- _Task brief_:
Please list each line of the rows below that contains the word "rock".

=== Stored data ===

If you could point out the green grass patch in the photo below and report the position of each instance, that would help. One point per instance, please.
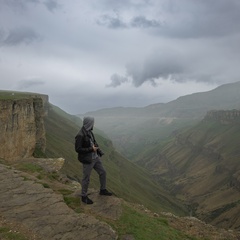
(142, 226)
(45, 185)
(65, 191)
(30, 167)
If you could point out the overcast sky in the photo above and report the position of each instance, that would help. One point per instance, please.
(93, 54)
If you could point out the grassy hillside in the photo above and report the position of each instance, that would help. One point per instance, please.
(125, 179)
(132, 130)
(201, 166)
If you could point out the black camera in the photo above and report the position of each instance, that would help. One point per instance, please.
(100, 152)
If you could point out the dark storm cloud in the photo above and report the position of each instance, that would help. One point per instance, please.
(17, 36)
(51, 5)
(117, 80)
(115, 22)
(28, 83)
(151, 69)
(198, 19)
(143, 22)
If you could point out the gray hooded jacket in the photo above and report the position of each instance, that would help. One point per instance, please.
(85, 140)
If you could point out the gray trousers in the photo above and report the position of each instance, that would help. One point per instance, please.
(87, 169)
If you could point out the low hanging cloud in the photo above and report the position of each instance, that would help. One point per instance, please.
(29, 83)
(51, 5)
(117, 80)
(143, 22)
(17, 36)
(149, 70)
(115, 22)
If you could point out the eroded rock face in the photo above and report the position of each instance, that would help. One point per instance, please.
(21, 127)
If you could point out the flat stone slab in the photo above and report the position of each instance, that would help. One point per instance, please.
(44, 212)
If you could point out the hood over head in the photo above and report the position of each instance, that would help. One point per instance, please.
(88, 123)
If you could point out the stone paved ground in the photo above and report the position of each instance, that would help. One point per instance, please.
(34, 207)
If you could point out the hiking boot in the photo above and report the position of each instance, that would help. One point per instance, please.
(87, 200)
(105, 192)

===
=== Stored data ===

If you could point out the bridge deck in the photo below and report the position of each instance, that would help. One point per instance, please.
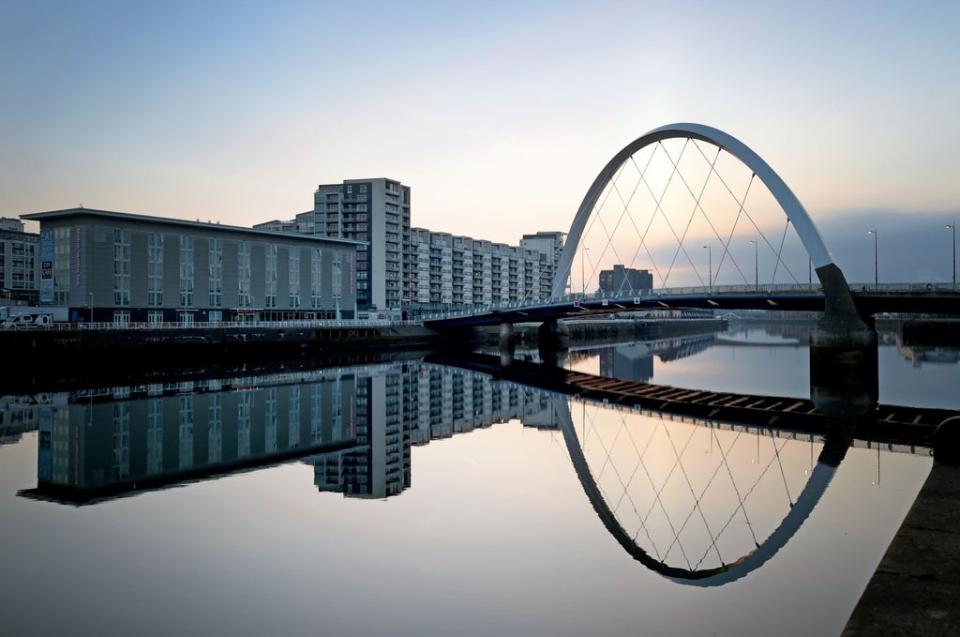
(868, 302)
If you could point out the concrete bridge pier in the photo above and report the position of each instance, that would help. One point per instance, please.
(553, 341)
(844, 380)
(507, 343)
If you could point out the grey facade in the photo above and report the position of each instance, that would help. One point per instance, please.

===

- _Solution for this task_:
If you could point out the eroded rock face in the photo above and report the position of each instance, that would help. One point per instance, please.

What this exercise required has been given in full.